--- start PROVIDED DATA ---

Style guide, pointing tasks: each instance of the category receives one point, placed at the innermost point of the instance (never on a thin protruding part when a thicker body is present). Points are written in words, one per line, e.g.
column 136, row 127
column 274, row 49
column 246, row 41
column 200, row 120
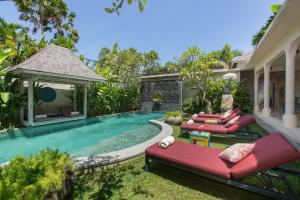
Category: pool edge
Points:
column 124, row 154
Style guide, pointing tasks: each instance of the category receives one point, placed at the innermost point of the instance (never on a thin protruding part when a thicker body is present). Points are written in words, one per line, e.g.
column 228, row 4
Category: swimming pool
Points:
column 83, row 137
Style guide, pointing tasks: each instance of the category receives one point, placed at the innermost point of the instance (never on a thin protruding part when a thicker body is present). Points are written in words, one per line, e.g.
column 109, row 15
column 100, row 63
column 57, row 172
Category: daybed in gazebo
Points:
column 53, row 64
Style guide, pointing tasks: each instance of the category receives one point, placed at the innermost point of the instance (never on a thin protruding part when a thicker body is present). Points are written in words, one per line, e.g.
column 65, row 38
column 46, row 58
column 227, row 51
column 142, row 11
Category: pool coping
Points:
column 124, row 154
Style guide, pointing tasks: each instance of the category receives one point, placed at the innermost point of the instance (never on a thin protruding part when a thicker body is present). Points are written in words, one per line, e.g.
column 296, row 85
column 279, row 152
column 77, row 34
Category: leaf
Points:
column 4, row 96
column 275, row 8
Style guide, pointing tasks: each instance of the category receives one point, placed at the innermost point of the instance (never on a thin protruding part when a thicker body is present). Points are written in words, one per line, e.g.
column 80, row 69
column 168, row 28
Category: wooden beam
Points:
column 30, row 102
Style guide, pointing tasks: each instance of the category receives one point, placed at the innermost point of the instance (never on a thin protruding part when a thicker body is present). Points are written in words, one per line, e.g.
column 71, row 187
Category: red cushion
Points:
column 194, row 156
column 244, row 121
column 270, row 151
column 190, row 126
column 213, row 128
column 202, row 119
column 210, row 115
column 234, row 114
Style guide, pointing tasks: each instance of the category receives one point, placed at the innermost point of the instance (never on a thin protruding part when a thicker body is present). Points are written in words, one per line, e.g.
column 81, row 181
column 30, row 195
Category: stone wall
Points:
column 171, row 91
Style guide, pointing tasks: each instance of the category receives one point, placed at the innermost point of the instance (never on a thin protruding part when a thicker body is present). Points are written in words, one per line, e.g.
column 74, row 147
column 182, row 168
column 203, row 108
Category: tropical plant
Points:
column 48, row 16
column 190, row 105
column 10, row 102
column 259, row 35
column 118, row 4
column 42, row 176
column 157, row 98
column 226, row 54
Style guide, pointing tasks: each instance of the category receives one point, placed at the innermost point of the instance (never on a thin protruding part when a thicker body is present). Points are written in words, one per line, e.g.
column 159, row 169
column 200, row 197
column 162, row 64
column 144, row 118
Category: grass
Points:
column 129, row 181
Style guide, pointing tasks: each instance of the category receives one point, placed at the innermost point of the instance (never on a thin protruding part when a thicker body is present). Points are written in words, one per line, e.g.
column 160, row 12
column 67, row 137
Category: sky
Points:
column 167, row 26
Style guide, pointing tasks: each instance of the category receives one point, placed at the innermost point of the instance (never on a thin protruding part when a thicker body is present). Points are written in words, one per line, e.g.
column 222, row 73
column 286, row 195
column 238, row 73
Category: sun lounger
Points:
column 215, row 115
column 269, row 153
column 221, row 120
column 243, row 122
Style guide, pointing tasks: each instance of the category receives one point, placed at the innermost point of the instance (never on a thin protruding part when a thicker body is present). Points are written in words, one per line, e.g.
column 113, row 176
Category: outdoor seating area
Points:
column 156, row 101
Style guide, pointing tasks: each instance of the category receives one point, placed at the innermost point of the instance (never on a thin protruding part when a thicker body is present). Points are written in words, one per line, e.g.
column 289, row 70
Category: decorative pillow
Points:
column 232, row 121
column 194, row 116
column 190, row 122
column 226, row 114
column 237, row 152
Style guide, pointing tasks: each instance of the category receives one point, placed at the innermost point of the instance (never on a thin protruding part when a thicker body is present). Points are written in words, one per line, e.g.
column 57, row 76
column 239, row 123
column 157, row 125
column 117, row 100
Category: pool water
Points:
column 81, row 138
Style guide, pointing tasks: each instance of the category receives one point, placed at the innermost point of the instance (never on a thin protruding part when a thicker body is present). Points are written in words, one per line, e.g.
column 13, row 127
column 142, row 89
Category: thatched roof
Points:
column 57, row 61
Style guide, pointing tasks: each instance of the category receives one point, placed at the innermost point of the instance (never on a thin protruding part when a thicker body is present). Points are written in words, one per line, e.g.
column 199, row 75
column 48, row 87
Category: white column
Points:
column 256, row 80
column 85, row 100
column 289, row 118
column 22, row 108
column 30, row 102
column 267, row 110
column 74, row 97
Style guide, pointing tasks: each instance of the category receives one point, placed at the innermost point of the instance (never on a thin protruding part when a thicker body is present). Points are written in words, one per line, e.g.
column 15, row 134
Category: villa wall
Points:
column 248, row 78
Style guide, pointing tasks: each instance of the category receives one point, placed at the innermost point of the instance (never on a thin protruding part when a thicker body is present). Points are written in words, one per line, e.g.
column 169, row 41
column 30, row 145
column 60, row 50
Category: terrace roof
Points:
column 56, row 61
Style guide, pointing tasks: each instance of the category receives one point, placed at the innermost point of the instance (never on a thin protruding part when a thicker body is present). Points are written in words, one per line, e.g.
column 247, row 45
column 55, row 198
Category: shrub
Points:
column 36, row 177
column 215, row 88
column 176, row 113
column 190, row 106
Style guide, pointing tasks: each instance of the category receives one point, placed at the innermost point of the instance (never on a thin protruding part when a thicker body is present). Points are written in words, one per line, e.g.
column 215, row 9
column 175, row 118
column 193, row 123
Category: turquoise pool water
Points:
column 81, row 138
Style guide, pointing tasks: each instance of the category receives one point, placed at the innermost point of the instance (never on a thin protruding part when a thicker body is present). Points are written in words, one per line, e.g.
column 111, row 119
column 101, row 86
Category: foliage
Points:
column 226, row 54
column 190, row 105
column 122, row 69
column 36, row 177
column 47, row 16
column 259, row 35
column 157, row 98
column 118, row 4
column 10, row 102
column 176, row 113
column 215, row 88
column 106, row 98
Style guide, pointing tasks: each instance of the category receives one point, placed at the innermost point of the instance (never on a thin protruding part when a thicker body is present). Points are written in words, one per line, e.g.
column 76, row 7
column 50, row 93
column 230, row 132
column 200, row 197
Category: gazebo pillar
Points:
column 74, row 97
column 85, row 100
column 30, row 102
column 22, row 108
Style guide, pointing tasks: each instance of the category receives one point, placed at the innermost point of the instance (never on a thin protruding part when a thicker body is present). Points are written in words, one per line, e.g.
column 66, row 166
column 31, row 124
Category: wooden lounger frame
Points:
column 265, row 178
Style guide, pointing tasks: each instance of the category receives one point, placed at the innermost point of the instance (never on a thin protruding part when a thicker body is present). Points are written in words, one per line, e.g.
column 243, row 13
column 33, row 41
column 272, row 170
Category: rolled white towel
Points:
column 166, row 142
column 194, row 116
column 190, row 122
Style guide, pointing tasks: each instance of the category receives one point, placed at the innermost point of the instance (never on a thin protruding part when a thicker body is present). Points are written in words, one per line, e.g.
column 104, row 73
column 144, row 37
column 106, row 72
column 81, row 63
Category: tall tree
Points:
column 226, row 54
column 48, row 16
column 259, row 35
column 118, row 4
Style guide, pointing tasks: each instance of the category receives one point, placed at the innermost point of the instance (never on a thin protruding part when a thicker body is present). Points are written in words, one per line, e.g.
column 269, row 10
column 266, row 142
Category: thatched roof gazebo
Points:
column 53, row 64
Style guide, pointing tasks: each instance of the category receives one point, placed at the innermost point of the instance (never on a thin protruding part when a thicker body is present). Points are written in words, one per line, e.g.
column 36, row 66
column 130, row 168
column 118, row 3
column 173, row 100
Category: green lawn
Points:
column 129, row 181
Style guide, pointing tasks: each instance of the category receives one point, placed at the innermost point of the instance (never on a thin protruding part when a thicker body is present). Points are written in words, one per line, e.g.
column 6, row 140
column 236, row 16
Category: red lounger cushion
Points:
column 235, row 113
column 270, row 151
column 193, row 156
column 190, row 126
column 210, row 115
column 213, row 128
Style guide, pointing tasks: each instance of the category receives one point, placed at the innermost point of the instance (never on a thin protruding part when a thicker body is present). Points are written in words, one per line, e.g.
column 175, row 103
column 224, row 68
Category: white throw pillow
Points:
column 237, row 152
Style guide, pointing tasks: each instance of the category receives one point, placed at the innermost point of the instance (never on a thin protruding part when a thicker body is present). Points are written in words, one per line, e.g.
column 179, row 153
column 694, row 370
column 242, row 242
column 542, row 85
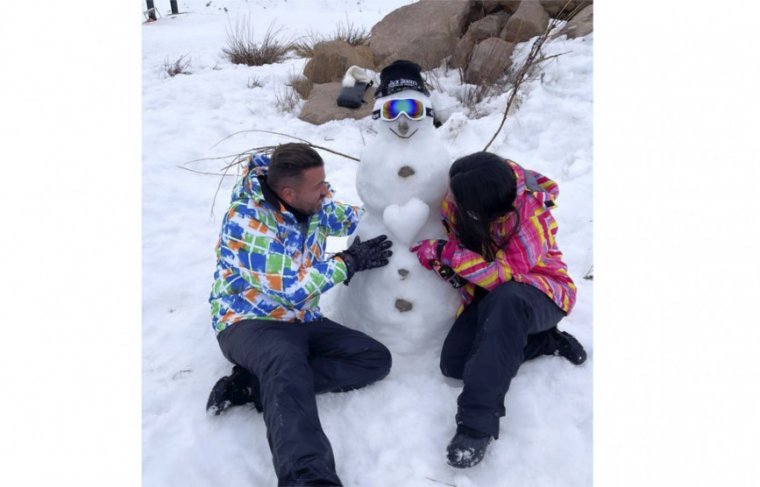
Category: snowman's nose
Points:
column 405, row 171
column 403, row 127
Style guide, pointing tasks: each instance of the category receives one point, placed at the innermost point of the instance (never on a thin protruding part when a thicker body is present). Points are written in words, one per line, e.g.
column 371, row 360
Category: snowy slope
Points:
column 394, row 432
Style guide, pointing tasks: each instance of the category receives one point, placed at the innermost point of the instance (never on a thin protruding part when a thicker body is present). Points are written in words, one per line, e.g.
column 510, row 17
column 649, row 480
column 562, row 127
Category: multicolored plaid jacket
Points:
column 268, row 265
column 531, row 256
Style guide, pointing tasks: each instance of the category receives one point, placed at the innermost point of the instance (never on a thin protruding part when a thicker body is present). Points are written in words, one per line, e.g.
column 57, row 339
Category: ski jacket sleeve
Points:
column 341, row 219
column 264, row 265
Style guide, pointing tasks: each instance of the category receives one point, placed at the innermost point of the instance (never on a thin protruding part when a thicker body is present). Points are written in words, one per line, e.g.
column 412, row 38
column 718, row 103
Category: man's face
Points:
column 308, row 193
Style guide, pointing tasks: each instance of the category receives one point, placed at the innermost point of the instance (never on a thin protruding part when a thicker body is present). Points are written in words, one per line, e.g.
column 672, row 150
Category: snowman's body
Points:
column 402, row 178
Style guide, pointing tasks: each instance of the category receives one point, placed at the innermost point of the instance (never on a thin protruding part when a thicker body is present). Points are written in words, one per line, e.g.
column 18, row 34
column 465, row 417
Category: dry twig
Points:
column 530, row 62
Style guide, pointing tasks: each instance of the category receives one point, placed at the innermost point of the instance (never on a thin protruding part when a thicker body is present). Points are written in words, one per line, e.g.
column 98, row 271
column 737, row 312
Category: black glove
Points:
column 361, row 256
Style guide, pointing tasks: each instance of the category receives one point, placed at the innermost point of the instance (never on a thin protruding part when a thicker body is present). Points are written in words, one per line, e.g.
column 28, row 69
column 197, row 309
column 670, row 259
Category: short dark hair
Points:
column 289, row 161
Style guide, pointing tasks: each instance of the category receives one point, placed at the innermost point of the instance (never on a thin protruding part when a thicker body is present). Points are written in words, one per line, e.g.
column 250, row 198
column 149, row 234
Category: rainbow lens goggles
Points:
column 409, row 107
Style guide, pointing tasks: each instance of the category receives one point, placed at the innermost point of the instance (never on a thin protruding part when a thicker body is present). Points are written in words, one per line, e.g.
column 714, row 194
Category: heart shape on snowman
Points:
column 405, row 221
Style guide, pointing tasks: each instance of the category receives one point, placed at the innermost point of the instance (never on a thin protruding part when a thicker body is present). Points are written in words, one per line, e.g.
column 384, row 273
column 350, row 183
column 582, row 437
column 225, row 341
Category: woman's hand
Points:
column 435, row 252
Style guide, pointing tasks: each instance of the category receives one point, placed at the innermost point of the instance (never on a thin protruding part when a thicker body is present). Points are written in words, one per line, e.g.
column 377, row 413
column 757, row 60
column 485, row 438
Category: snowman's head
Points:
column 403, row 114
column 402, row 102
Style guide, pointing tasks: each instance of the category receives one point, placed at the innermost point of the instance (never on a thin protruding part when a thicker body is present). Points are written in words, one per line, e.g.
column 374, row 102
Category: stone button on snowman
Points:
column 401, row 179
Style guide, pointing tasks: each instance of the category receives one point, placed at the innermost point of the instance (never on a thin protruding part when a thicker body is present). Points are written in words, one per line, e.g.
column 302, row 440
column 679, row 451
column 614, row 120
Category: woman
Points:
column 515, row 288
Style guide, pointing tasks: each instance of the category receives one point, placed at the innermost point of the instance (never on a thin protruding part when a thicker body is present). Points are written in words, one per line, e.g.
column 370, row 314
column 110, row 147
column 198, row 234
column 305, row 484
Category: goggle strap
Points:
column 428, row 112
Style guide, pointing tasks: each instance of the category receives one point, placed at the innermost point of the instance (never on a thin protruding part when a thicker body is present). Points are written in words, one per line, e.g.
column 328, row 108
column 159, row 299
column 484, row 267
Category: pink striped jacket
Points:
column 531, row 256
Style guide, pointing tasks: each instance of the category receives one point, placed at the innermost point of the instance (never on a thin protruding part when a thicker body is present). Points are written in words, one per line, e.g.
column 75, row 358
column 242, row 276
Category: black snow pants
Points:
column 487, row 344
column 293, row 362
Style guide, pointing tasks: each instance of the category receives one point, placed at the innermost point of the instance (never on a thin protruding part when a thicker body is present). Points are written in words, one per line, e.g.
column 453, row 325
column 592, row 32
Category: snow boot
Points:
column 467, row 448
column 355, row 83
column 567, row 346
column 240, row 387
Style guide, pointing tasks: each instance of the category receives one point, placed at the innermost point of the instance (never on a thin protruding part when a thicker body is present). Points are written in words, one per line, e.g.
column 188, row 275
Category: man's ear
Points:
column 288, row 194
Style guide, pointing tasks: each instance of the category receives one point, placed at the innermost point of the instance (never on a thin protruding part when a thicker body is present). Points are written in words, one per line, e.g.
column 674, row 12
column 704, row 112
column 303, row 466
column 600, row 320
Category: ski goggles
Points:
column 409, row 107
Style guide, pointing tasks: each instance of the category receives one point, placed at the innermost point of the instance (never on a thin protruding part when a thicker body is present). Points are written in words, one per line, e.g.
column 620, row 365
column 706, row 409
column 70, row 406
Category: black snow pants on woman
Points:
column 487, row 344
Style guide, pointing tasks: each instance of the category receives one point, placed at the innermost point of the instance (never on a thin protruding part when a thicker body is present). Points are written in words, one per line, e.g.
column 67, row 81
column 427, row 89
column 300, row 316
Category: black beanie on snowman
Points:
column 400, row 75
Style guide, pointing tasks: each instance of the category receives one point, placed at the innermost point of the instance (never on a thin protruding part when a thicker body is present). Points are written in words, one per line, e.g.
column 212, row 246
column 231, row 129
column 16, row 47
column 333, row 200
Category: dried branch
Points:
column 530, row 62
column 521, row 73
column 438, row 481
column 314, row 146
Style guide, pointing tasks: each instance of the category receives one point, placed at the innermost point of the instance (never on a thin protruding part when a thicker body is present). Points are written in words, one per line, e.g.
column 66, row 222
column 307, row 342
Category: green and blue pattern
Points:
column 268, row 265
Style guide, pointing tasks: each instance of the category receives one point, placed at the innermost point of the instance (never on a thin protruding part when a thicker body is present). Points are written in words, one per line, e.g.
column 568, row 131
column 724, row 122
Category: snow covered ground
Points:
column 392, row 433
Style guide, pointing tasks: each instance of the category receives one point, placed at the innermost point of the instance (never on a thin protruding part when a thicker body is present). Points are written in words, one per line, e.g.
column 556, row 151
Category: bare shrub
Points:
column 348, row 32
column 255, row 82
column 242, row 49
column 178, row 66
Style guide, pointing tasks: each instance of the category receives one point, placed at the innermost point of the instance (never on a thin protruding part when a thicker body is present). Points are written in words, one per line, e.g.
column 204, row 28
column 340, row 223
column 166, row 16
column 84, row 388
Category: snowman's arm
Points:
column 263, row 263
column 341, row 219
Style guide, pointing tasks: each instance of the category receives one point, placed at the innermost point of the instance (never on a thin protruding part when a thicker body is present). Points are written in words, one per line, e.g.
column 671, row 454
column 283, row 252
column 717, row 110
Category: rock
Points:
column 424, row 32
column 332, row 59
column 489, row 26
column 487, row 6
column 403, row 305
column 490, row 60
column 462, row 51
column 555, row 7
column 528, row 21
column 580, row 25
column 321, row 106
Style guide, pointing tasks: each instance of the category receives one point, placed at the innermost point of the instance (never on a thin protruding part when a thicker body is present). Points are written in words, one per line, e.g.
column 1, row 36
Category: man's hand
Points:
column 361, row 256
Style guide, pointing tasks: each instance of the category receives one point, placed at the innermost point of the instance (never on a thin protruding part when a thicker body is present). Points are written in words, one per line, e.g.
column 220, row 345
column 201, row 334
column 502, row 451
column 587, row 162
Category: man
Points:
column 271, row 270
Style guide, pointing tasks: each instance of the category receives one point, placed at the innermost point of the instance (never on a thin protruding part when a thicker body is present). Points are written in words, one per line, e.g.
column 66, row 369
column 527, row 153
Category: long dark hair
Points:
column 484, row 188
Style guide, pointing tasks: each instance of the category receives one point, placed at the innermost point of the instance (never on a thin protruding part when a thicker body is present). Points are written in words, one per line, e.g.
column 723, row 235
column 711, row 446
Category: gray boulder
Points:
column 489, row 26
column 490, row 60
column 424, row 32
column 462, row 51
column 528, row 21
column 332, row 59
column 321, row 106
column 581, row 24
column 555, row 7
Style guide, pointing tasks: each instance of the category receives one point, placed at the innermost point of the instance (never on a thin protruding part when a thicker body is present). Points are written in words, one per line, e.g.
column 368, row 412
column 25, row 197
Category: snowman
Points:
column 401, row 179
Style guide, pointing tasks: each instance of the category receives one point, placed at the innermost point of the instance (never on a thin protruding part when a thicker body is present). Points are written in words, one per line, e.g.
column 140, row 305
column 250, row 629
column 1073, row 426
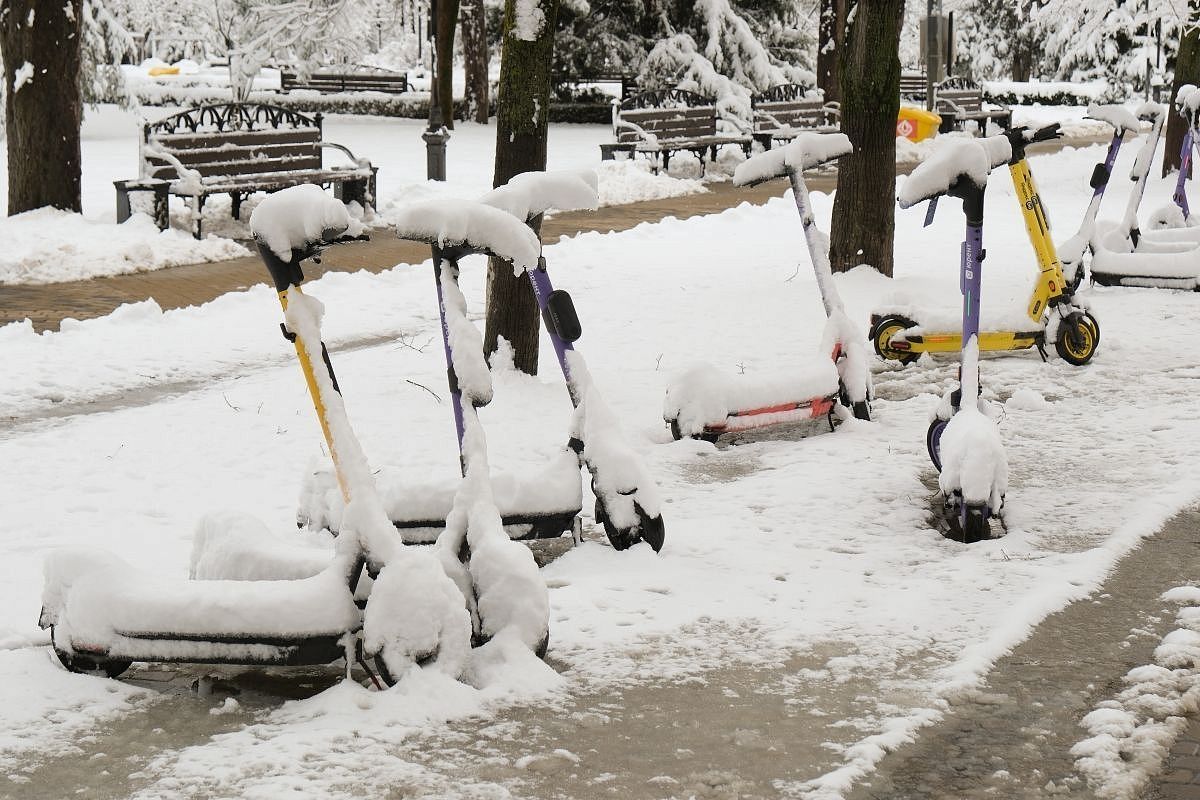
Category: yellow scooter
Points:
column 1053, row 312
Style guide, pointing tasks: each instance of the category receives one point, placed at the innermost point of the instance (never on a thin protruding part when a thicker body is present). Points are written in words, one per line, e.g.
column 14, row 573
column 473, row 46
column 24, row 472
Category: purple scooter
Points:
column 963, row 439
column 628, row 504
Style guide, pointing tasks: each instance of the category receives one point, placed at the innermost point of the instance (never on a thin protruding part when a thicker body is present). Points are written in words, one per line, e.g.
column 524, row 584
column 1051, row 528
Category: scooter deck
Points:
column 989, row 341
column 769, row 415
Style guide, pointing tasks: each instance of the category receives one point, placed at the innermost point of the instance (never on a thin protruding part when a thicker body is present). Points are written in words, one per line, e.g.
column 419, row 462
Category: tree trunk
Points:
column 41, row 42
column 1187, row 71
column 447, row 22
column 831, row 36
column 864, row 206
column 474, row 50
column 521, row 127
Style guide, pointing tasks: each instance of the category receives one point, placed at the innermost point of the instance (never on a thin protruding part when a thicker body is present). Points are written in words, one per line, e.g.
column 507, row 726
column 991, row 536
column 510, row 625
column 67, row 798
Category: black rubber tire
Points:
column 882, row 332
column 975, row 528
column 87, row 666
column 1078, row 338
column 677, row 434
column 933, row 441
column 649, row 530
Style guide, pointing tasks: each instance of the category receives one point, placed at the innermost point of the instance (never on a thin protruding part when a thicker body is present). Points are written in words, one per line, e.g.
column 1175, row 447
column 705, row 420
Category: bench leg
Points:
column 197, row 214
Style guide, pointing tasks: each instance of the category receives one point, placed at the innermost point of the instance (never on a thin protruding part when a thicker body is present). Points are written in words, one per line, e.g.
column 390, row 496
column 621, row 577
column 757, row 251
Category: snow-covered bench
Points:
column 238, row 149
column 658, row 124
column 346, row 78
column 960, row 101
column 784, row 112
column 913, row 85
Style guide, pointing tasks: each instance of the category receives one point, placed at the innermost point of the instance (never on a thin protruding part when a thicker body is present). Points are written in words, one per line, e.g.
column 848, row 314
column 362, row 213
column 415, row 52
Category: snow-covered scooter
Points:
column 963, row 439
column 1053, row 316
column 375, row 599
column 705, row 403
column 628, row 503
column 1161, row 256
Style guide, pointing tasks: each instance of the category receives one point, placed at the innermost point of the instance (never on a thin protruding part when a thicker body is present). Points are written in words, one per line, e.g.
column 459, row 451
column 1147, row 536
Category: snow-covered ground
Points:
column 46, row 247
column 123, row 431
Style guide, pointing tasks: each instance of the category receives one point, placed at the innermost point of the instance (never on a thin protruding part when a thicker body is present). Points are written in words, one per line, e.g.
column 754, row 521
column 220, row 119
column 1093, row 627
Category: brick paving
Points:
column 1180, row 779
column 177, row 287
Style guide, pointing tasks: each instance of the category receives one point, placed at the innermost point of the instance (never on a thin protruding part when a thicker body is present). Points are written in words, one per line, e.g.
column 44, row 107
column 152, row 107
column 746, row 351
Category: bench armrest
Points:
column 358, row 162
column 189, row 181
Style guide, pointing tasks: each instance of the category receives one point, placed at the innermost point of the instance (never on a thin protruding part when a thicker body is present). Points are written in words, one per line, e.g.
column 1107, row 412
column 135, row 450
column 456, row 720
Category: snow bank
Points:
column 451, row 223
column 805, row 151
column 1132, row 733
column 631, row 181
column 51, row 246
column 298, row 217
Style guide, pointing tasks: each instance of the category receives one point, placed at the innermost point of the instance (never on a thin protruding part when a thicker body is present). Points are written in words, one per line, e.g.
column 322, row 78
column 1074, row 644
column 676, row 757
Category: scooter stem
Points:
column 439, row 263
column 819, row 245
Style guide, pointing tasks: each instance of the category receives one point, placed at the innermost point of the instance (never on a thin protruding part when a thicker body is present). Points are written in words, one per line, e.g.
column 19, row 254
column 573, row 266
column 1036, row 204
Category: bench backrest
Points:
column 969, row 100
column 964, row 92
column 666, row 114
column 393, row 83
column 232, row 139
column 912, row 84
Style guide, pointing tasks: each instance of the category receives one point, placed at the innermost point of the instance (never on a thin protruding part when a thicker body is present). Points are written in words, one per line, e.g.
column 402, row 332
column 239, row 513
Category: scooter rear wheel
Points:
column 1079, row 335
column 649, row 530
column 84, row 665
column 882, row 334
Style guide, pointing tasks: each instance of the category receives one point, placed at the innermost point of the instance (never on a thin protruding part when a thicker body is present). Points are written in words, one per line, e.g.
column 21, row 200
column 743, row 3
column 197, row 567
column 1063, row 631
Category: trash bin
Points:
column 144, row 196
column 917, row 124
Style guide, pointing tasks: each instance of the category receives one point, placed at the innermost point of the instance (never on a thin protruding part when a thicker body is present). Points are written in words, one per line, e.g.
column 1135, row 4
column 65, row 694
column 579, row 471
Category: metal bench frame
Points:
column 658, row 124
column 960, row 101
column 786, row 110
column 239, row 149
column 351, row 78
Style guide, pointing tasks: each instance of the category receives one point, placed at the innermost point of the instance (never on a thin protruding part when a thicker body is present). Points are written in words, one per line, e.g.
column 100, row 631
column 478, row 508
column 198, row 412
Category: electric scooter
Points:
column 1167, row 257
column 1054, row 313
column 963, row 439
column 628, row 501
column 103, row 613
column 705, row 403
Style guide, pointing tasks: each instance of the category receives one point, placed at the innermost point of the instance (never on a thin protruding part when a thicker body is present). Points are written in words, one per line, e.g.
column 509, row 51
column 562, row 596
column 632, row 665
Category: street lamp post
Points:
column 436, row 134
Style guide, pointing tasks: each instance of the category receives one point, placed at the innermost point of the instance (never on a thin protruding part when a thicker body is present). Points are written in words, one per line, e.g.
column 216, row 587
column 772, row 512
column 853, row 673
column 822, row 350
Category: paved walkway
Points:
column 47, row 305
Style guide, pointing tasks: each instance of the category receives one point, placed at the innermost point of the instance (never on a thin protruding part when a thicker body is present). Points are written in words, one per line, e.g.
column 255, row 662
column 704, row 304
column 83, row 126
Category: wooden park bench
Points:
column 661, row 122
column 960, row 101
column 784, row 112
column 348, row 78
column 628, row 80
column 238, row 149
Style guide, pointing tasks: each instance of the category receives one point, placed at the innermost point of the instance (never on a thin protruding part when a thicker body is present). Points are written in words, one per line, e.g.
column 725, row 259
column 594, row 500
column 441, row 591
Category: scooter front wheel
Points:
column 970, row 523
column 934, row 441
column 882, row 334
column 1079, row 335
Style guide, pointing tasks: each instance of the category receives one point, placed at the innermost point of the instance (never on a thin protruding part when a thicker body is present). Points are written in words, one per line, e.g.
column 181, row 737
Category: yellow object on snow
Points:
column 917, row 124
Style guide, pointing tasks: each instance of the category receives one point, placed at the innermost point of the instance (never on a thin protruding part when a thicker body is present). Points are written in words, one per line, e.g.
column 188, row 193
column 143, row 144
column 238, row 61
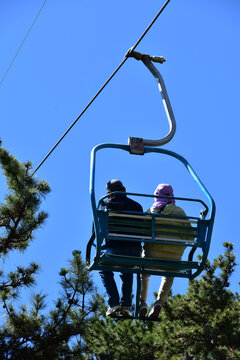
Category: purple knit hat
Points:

--- end PROVIDED DATA ---

WHAT TO PRODUCE
Rewrite the lines from the start up to and including the line with "column 200, row 120", swapping "innermost" for "central" and leaving everything else as it is.

PROBLEM SOLUTION
Style guide, pointing tasks: each instance of the category receives one point, placed at the central point of the instance (never on a thin protruding part when a thicker body is present). Points are written in words, one per line, e.g.
column 136, row 127
column 274, row 49
column 246, row 41
column 200, row 120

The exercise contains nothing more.